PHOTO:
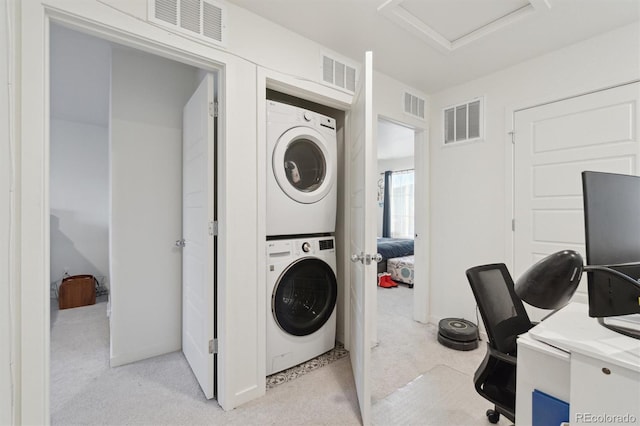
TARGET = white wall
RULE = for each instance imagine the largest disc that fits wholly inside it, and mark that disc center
(470, 204)
(147, 98)
(7, 320)
(391, 164)
(79, 173)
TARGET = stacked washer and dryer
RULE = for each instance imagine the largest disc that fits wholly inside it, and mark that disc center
(301, 215)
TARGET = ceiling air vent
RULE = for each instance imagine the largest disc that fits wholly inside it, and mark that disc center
(203, 19)
(414, 105)
(339, 74)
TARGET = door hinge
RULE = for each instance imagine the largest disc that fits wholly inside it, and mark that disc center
(213, 109)
(213, 227)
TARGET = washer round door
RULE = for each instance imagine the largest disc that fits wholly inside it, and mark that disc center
(302, 165)
(304, 297)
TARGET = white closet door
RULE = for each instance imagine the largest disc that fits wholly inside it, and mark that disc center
(198, 308)
(554, 143)
(362, 166)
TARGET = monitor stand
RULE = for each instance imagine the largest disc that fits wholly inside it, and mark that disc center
(629, 325)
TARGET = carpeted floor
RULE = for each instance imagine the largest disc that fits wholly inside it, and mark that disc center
(441, 396)
(306, 367)
(415, 380)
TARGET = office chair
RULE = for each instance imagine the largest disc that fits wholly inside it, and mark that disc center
(504, 319)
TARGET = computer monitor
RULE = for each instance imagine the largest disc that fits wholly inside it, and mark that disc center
(612, 231)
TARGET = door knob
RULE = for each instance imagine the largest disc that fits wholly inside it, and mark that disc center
(366, 258)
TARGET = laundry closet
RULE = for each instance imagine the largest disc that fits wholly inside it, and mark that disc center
(304, 206)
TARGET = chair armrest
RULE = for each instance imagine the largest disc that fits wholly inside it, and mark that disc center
(510, 359)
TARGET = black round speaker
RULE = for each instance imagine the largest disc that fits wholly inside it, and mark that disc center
(458, 333)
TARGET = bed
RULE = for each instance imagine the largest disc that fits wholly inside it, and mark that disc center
(397, 259)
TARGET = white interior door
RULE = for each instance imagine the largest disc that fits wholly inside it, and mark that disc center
(362, 166)
(554, 143)
(198, 308)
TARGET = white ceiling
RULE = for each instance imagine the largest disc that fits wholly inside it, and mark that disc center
(80, 72)
(434, 44)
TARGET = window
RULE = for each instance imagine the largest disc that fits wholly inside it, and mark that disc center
(401, 194)
(463, 122)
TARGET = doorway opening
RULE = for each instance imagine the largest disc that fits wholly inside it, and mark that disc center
(398, 182)
(116, 198)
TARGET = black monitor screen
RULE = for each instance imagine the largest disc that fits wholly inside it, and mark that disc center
(612, 230)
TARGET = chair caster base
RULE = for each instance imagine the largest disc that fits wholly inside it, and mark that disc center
(493, 416)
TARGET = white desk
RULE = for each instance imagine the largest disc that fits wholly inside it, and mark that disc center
(573, 358)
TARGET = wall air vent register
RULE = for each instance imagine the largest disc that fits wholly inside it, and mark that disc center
(414, 105)
(463, 122)
(202, 19)
(337, 73)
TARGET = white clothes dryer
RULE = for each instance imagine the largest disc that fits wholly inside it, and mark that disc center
(301, 171)
(301, 301)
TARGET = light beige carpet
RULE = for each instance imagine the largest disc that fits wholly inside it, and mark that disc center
(441, 396)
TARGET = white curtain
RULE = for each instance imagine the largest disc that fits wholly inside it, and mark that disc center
(402, 220)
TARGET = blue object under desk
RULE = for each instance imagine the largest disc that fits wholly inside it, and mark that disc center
(548, 410)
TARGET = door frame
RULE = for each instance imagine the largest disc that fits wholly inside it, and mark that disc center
(509, 172)
(33, 227)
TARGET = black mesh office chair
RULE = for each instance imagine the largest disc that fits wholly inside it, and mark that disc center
(504, 319)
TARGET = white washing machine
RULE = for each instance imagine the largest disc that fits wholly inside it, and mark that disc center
(301, 300)
(301, 171)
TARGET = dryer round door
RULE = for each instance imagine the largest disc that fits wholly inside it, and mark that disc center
(302, 165)
(304, 297)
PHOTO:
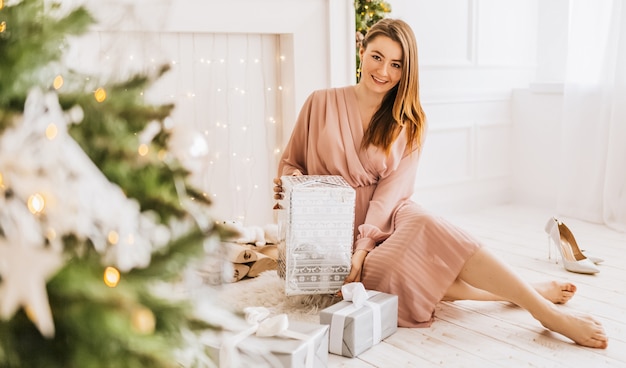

####

**THE REQUEST**
Scale the part of the listing that opens with the line containing "TARGET = black mesh office chair" and runs through the end of the listing, rewriting every line, requests included, with each answer coordinate multiplied by 0.9 and rounded to a whole number, halves rounding up. Omit the pictures from your answer.

**SOLUTION FOR THIS EXERCISE**
TARGET = black mesh office chair
RULE = for each instance imagine the largest disc that fits wholly inside it, and mark that disc center
(454, 287)
TARGET = white washing machine
RULE = for each instance imagine the largest disc that fits wholly inside it, and mark that disc center
(271, 270)
(271, 154)
TARGET = dryer round door
RULE = for each instance imagine the largest disc that fits wholly inside it, and mark that disc center
(272, 149)
(274, 267)
PHOTO:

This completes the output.